## begin DATA FOR THIS EXERCISE
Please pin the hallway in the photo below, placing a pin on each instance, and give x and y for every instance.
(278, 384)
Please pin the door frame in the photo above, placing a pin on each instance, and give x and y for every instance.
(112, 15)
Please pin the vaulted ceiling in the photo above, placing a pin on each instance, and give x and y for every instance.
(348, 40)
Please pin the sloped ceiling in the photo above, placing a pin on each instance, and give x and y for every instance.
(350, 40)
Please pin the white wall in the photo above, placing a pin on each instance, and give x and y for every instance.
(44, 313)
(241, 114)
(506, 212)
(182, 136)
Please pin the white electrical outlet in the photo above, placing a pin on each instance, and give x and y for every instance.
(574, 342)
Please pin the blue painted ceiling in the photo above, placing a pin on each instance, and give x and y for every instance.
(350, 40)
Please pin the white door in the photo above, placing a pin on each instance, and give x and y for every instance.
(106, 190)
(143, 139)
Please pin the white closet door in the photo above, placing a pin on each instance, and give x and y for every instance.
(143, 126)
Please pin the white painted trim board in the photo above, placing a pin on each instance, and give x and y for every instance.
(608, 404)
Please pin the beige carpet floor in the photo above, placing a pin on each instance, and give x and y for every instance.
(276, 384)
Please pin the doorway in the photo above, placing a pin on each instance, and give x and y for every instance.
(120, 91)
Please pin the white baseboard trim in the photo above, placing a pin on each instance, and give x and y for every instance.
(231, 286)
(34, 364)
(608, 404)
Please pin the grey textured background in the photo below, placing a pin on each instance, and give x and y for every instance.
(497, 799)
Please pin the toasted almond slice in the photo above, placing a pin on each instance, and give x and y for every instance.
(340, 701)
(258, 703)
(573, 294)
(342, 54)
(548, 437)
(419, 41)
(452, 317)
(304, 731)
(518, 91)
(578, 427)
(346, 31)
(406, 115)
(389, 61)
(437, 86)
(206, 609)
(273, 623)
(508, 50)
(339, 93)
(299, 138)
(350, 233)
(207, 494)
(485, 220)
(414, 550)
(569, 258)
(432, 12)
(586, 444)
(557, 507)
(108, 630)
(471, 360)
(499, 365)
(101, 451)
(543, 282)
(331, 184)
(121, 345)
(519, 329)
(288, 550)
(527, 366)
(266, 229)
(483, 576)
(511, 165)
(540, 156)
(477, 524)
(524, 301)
## end DATA FOR THIS EXERCISE
• _WHAT THIS TASK INVOLVES_: Copy out exactly the lines between the line with "Please pin the grey" and the last line of the entries, counting both of those lines.

• _SOLUTION TO THE PROBLEM_:
Please pin the grey textured background in the photo below, placing a pin on each instance, and give x and y for every instance.
(497, 799)
Please pin the toasted almond slice in the photo above, placing a pin on each instance, and give x and y for every instance.
(340, 701)
(258, 703)
(573, 294)
(342, 54)
(548, 437)
(419, 41)
(452, 317)
(304, 731)
(518, 91)
(578, 427)
(346, 31)
(406, 115)
(389, 61)
(437, 86)
(206, 609)
(273, 623)
(508, 50)
(339, 93)
(299, 138)
(350, 233)
(207, 494)
(485, 220)
(414, 550)
(569, 258)
(432, 12)
(586, 444)
(557, 507)
(108, 630)
(471, 360)
(499, 365)
(101, 451)
(543, 282)
(331, 184)
(121, 345)
(519, 329)
(288, 550)
(527, 366)
(266, 229)
(483, 576)
(511, 165)
(540, 156)
(477, 524)
(524, 301)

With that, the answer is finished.